Present exactly, and only, the lines running from the line that contains "# provide one point per instance of the canal bank" through the end of the entries below.

——————

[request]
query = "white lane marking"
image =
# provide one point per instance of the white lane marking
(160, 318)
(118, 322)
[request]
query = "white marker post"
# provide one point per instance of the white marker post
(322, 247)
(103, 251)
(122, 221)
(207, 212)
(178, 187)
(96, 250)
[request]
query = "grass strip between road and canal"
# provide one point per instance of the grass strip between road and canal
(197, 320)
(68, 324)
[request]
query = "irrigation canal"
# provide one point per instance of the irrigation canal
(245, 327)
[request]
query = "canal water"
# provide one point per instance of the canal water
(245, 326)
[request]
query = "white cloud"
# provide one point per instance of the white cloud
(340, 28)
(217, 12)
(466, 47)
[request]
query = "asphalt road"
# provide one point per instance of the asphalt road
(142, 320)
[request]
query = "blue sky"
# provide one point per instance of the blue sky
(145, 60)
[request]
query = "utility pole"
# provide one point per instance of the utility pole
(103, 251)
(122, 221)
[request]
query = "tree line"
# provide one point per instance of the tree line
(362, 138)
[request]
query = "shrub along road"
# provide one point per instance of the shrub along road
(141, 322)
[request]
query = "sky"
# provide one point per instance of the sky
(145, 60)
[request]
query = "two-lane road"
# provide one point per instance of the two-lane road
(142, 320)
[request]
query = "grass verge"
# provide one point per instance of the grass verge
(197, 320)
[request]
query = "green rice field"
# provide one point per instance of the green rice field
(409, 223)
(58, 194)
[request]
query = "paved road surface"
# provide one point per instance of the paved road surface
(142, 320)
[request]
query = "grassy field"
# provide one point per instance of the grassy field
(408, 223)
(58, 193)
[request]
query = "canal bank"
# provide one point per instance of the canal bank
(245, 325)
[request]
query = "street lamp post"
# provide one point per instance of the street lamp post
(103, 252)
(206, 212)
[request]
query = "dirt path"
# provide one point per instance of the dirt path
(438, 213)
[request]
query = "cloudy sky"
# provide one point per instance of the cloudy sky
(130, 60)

——————

- _Task response_
# provide one point per instance of the canal bank
(245, 325)
[request]
query = "street lamp post"
# provide one point per instance of the street lamp post
(103, 252)
(206, 212)
[request]
query = "dirt path"
# provide one point per instance of the dirt path
(438, 213)
[request]
query = "cloudy sky"
# provide one point per instance of the cloudy sky
(130, 60)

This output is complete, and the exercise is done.